#### AVAILABLE DATA

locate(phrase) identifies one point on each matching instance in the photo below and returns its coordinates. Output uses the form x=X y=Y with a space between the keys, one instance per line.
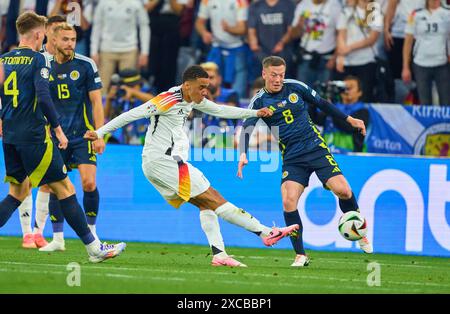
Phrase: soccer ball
x=352 y=226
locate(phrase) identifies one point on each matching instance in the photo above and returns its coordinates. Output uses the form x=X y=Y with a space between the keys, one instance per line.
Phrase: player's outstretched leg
x=347 y=202
x=91 y=201
x=291 y=192
x=91 y=197
x=25 y=213
x=210 y=226
x=18 y=192
x=75 y=217
x=57 y=220
x=41 y=215
x=237 y=216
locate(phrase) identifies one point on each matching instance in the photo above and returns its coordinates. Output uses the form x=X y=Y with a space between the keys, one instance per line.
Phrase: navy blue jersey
x=70 y=84
x=297 y=134
x=27 y=75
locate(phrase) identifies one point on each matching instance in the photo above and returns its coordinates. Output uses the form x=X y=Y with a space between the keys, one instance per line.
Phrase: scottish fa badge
x=293 y=98
x=74 y=75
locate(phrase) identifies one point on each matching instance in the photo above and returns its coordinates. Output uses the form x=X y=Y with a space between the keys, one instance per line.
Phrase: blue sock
x=56 y=215
x=7 y=208
x=297 y=241
x=349 y=205
x=74 y=215
x=91 y=201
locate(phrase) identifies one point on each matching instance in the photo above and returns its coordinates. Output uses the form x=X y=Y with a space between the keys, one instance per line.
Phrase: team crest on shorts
x=45 y=73
x=293 y=98
x=74 y=75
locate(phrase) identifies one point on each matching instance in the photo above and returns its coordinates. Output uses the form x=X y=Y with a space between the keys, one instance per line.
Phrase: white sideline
x=227 y=273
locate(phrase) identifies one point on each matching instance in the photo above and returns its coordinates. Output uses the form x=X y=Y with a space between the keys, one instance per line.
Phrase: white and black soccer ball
x=352 y=226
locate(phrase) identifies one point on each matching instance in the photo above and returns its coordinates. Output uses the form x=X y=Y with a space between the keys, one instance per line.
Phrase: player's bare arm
x=357 y=124
x=99 y=117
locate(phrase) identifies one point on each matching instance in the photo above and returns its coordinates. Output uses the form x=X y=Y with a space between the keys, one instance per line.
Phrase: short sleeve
x=342 y=21
x=242 y=10
x=94 y=82
x=298 y=13
x=411 y=23
x=252 y=17
x=203 y=11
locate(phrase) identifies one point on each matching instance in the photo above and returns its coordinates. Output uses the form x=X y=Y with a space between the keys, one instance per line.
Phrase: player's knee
x=88 y=185
x=344 y=193
x=290 y=202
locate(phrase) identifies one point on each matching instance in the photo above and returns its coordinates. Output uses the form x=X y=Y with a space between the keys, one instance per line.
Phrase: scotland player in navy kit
x=75 y=87
x=31 y=157
x=303 y=149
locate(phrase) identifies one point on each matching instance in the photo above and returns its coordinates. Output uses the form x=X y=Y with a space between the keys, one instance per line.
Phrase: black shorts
x=79 y=152
x=301 y=168
x=42 y=163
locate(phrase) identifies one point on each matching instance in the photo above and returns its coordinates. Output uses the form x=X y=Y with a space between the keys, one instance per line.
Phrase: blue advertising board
x=406 y=201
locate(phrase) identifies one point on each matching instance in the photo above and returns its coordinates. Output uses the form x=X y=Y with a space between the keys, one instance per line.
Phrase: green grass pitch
x=181 y=269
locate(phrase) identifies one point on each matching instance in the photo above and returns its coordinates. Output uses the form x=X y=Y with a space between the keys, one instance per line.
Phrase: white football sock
x=211 y=227
x=93 y=248
x=58 y=236
x=41 y=211
x=93 y=230
x=241 y=218
x=25 y=212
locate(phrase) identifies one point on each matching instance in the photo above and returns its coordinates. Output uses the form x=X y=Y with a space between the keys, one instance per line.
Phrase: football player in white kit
x=165 y=153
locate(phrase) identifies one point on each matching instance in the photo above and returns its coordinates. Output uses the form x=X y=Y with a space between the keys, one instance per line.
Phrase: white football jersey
x=431 y=30
x=168 y=113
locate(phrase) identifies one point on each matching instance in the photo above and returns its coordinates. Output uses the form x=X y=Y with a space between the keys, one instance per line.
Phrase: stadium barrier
x=406 y=201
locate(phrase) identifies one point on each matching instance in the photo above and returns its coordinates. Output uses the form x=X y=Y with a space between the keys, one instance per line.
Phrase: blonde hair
x=29 y=21
x=64 y=27
x=210 y=66
x=366 y=23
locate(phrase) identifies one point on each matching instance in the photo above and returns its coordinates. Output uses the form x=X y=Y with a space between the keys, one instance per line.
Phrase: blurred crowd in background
x=352 y=52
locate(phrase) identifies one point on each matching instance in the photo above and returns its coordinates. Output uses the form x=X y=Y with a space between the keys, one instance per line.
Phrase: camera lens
x=121 y=93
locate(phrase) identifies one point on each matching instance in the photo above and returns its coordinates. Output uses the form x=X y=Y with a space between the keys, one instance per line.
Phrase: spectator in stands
x=65 y=7
x=228 y=20
x=358 y=31
x=316 y=21
x=339 y=135
x=126 y=92
x=165 y=28
x=430 y=28
x=395 y=20
x=269 y=27
x=114 y=39
x=17 y=7
x=220 y=95
x=188 y=53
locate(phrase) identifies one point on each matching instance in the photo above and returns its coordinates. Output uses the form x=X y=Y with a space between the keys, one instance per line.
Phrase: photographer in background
x=339 y=135
x=126 y=92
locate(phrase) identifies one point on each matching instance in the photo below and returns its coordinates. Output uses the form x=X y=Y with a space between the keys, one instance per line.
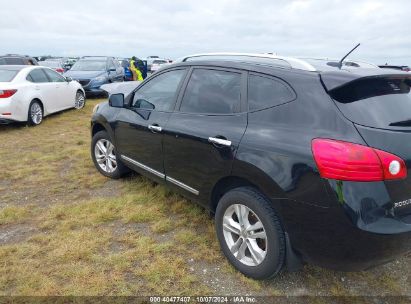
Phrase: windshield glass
x=7 y=75
x=380 y=102
x=89 y=65
x=50 y=64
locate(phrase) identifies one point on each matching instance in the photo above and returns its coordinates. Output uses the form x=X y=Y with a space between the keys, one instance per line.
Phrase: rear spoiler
x=335 y=79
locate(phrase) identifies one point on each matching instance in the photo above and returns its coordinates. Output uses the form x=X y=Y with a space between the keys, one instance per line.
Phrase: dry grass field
x=67 y=230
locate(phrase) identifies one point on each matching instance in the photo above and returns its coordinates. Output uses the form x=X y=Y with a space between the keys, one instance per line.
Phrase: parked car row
x=29 y=93
x=298 y=160
x=93 y=71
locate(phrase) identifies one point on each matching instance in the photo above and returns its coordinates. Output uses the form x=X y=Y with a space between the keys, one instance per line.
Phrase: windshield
x=50 y=64
x=380 y=102
x=7 y=75
x=89 y=65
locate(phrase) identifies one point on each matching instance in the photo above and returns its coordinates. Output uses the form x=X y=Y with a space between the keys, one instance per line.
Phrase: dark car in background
x=13 y=59
x=55 y=64
x=94 y=71
x=296 y=163
x=404 y=68
x=125 y=63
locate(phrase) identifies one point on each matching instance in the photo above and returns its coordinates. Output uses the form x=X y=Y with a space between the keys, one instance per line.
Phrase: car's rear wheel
x=80 y=101
x=250 y=233
x=35 y=114
x=104 y=156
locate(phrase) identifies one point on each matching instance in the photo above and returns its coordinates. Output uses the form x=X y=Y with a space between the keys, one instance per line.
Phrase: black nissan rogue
x=297 y=164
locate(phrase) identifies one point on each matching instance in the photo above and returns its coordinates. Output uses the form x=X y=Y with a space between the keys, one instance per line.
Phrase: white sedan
x=28 y=93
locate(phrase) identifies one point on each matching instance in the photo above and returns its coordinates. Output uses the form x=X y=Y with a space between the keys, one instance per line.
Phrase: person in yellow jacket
x=137 y=76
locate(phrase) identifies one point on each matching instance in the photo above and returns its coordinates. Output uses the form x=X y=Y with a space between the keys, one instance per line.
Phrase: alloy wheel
x=79 y=103
x=245 y=235
x=36 y=113
x=105 y=155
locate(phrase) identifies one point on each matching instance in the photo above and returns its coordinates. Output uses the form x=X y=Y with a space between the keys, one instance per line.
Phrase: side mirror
x=116 y=100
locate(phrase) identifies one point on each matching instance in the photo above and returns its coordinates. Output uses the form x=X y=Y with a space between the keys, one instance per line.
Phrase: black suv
x=297 y=164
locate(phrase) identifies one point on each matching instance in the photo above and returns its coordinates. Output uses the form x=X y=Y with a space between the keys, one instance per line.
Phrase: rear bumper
x=329 y=237
x=12 y=110
x=4 y=121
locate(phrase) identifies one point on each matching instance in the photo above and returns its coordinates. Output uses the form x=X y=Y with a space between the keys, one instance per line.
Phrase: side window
x=37 y=76
x=16 y=61
x=212 y=92
x=264 y=92
x=159 y=93
x=54 y=76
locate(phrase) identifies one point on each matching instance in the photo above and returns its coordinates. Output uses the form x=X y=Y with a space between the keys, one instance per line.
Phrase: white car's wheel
x=80 y=100
x=35 y=115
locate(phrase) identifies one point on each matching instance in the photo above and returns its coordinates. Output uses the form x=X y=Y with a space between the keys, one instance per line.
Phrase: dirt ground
x=67 y=230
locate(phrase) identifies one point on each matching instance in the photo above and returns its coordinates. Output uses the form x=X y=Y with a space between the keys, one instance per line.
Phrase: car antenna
x=341 y=61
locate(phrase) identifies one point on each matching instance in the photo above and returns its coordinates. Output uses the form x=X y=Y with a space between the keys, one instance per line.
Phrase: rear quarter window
x=379 y=102
x=266 y=92
x=7 y=75
x=37 y=76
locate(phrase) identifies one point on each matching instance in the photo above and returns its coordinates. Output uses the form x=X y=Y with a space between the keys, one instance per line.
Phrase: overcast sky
x=173 y=28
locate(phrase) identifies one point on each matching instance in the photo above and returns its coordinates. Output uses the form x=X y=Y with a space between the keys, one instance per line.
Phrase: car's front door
x=201 y=138
x=139 y=128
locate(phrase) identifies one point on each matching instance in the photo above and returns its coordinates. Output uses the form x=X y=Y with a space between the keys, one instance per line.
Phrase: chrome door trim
x=136 y=163
x=182 y=185
x=155 y=128
x=219 y=141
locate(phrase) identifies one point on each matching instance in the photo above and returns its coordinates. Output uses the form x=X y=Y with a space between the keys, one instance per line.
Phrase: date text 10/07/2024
x=204 y=299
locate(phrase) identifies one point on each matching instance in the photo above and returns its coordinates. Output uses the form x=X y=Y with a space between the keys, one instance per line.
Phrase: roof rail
x=293 y=62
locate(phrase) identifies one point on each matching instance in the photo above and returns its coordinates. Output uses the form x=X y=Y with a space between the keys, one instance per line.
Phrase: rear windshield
x=50 y=64
x=7 y=75
x=380 y=102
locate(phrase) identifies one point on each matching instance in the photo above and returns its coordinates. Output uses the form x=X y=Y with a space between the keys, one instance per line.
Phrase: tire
x=80 y=100
x=106 y=162
x=268 y=253
x=35 y=114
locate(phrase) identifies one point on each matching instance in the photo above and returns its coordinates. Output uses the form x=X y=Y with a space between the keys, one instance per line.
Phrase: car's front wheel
x=35 y=114
x=250 y=233
x=104 y=156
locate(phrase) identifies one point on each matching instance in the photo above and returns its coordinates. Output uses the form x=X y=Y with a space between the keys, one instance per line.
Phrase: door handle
x=155 y=128
x=219 y=141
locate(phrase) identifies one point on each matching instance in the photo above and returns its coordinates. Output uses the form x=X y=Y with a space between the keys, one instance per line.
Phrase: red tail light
x=353 y=162
x=7 y=93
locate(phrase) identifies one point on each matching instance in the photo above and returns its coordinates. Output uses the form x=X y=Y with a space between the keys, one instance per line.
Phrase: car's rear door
x=44 y=88
x=64 y=93
x=139 y=128
x=202 y=136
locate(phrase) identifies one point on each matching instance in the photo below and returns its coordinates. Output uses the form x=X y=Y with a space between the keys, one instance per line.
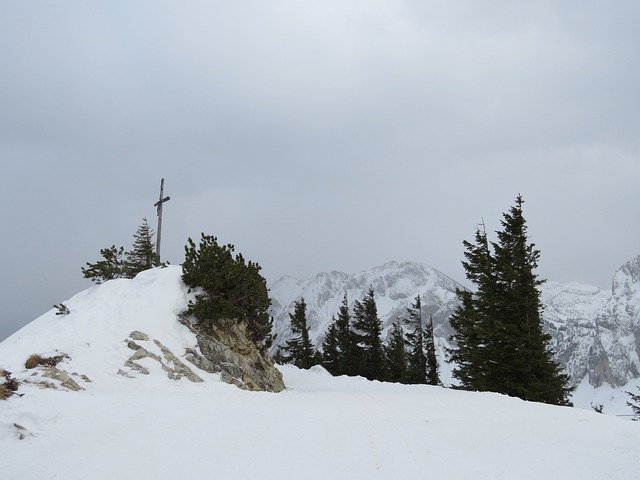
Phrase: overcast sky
x=315 y=135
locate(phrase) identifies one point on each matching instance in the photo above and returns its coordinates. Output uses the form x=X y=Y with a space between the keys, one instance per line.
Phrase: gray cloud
x=315 y=136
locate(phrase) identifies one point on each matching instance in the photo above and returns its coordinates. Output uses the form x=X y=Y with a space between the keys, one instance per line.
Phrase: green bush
x=231 y=288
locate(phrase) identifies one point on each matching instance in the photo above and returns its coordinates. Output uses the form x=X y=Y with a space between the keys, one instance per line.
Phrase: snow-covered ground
x=151 y=427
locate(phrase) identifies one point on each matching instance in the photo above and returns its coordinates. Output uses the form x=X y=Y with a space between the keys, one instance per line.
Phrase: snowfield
x=151 y=427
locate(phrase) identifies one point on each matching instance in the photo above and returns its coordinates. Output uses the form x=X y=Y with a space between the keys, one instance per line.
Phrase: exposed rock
x=137 y=335
x=21 y=432
x=227 y=349
x=63 y=377
x=169 y=363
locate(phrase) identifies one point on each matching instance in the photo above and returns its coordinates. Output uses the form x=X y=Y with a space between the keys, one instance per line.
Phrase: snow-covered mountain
x=396 y=285
x=95 y=415
x=595 y=333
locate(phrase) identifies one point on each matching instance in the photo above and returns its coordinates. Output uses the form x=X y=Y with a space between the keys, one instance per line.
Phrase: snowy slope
x=595 y=333
x=396 y=285
x=138 y=426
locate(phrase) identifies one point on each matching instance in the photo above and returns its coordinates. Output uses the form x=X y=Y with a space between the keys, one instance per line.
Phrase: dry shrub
x=9 y=387
x=34 y=360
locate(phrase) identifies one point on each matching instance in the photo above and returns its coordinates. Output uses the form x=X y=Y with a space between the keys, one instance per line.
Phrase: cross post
x=158 y=205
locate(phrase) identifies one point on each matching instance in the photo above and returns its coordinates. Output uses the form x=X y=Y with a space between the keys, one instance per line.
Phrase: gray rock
x=227 y=349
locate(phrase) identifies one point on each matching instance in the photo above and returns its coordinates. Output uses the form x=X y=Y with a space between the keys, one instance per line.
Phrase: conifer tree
x=500 y=345
x=634 y=403
x=396 y=354
x=433 y=370
x=346 y=340
x=417 y=360
x=232 y=289
x=142 y=255
x=299 y=350
x=368 y=332
x=111 y=266
x=331 y=355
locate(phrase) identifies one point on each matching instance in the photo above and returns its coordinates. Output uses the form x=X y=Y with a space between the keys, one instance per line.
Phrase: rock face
x=228 y=350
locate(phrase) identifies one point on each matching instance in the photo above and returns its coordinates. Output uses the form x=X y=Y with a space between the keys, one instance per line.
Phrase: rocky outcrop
x=172 y=365
x=227 y=349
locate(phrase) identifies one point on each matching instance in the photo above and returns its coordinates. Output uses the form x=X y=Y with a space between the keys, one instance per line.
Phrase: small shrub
x=62 y=309
x=9 y=387
x=34 y=360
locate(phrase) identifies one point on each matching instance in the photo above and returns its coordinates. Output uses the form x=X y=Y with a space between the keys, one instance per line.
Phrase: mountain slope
x=595 y=333
x=128 y=424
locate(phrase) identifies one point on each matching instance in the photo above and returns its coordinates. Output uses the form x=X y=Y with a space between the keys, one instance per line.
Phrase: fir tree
x=500 y=345
x=433 y=370
x=331 y=355
x=142 y=256
x=346 y=340
x=634 y=404
x=396 y=354
x=299 y=350
x=111 y=266
x=339 y=355
x=231 y=288
x=368 y=331
x=417 y=360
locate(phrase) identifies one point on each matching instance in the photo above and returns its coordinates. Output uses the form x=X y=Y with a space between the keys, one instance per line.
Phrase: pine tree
x=368 y=331
x=299 y=350
x=142 y=255
x=396 y=354
x=634 y=404
x=331 y=355
x=500 y=345
x=433 y=371
x=232 y=288
x=417 y=360
x=339 y=354
x=111 y=266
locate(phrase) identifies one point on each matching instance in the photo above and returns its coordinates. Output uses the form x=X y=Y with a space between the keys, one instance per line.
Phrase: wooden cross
x=158 y=205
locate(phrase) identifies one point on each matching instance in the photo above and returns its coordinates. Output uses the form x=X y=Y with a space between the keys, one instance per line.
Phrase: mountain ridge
x=590 y=327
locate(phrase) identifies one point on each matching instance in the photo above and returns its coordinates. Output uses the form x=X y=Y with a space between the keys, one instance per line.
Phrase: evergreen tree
x=331 y=355
x=299 y=350
x=368 y=331
x=346 y=340
x=231 y=288
x=339 y=355
x=142 y=256
x=433 y=374
x=500 y=345
x=417 y=360
x=111 y=266
x=396 y=354
x=634 y=404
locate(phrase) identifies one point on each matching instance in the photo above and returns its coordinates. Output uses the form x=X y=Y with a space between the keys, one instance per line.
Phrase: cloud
x=315 y=136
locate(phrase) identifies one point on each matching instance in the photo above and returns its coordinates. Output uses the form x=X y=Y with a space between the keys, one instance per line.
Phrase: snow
x=151 y=427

########

STATED PROBLEM: Find every line in the items above that contains the word "front", and copy each of those lines. Case counts.

SOLUTION TO THE PROBLEM:
Phrase: car's front door
Phrase: car's front wheel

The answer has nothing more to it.